### Goal of the exercise
Convert the records below into a two-column CSV with the headers request_text and answer, one row per request. Put each request's text and its answer in separate quoted fields, replacing any line breaks with spaces.

### Dataset excerpt
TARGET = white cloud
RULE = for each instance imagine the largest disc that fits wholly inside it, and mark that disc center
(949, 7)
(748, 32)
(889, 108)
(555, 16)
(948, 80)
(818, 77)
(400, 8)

### Task response
request_text,answer
"TARGET = white cloud RULE = for each instance imagine the largest disc that fits wholly inside it, and mark that disc center","(949, 7) (748, 32) (889, 108) (555, 16) (948, 80) (818, 77) (400, 8)"